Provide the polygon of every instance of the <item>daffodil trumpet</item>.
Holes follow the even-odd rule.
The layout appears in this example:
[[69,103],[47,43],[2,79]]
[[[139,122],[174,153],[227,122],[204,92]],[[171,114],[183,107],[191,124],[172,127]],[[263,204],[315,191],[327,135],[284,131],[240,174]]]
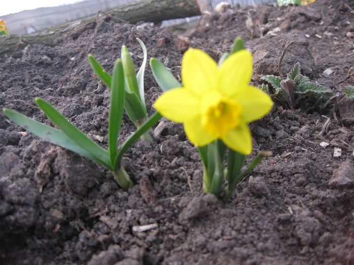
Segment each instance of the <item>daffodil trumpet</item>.
[[[165,85],[161,75],[167,74],[152,70],[158,84]],[[248,85],[252,71],[252,55],[243,48],[240,37],[218,64],[202,50],[190,48],[182,59],[183,85],[169,87],[154,104],[163,116],[183,123],[187,137],[198,147],[204,191],[220,196],[227,180],[225,199],[241,180],[240,176],[245,175],[240,172],[252,151],[248,124],[267,114],[273,104],[266,93]],[[257,156],[246,171],[265,153]]]

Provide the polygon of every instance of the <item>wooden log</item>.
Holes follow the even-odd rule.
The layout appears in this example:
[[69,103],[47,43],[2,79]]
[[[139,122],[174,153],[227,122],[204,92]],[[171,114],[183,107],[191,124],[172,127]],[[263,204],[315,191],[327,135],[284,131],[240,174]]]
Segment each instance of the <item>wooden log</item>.
[[[163,20],[186,18],[200,14],[197,0],[143,0],[105,12],[115,18],[130,23],[140,21],[158,23]],[[28,44],[55,46],[55,39],[65,34],[75,34],[79,27],[93,28],[97,16],[78,21],[30,35],[0,38],[0,63],[10,57],[19,58],[21,51]]]

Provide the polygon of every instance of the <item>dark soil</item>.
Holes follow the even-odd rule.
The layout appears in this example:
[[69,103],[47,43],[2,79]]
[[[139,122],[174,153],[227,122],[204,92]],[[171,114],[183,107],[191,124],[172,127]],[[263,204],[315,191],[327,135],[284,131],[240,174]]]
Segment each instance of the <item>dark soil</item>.
[[[283,74],[299,62],[303,74],[340,92],[354,82],[352,76],[345,79],[354,66],[353,9],[351,0],[235,8],[174,33],[109,18],[79,26],[54,47],[30,44],[22,57],[0,64],[0,105],[52,125],[35,103],[42,97],[107,147],[110,91],[87,55],[110,73],[125,44],[138,68],[137,37],[149,58],[179,77],[188,47],[217,60],[242,36],[254,55],[255,85],[278,75],[285,45],[296,40]],[[145,88],[151,115],[161,90],[149,69]],[[128,150],[123,164],[136,185],[125,192],[102,167],[38,139],[2,112],[0,263],[354,264],[353,106],[344,102],[336,120],[330,108],[275,105],[250,125],[254,150],[247,162],[260,150],[273,154],[226,203],[203,194],[201,162],[180,124],[162,119],[154,143],[139,141]],[[325,116],[331,119],[324,127]],[[124,116],[119,144],[135,129]]]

**DO THIS:** Quote the listing above in full, except for the pictures.

**EXERCISE RESULT:**
Provide the polygon of every instance of the <item>daffodil trumpet</item>.
Holes follow the even-odd rule.
The layout appears in this example:
[[69,103],[47,43],[2,79]]
[[[139,122],[174,153],[227,122],[204,92]],[[171,114],[183,107],[191,124],[172,127]],[[263,204],[315,191],[327,135],[284,131],[240,174]]]
Segment each instance of the <item>daffodil trumpet</item>.
[[[165,85],[161,75],[167,74],[152,70],[158,84]],[[248,85],[252,71],[252,55],[243,48],[240,37],[218,64],[202,50],[190,48],[182,59],[183,85],[169,87],[154,104],[163,116],[183,123],[187,137],[198,147],[204,191],[220,196],[227,180],[225,199],[241,180],[240,176],[245,175],[240,172],[252,151],[248,124],[267,114],[273,104],[266,93]],[[257,156],[246,171],[265,153]]]

Provide the polygon of every instance of the <item>wooden log</item>.
Holes follow the even-odd rule.
The layout appears in this example:
[[69,103],[47,43],[2,79]]
[[[139,122],[174,153],[227,122],[204,92]],[[171,114],[183,107],[191,124],[172,127]],[[263,204],[315,191],[327,135],[284,131],[240,174]]]
Segment each instance of the <item>wooden log</item>.
[[[163,20],[186,18],[200,14],[197,0],[143,0],[105,12],[115,18],[130,23],[140,21],[158,23]],[[28,44],[55,46],[55,39],[65,34],[75,34],[79,27],[93,28],[97,16],[78,21],[30,35],[0,38],[0,63],[10,57],[19,58],[21,51]]]

Provide the polygon of every instance of the <item>dark soil</item>.
Holes follow the even-odd rule.
The layout appears in this example:
[[69,103],[47,43],[2,79]]
[[[139,122],[174,153],[227,122],[204,92]],[[171,114],[183,107],[191,124],[172,127]],[[263,204],[315,191],[327,135],[284,131],[240,174]]]
Segment each instance of the <item>dark soil</item>.
[[[283,74],[299,62],[303,74],[340,92],[354,82],[352,76],[345,79],[354,66],[353,9],[351,0],[235,8],[174,33],[109,18],[79,26],[54,47],[30,44],[22,57],[0,64],[0,105],[52,125],[35,103],[42,97],[107,147],[110,91],[87,55],[110,73],[125,44],[138,68],[137,37],[149,58],[179,77],[188,47],[217,60],[242,36],[254,55],[255,85],[278,75],[285,45],[296,40]],[[145,88],[151,115],[161,90],[149,69]],[[128,150],[123,164],[136,185],[125,192],[102,167],[38,139],[2,112],[0,263],[354,264],[353,106],[344,102],[336,120],[330,108],[275,105],[250,125],[254,150],[247,162],[260,150],[273,154],[226,203],[203,194],[201,162],[180,124],[162,119],[154,143],[139,141]],[[325,116],[331,119],[324,127]],[[124,116],[119,144],[135,129]]]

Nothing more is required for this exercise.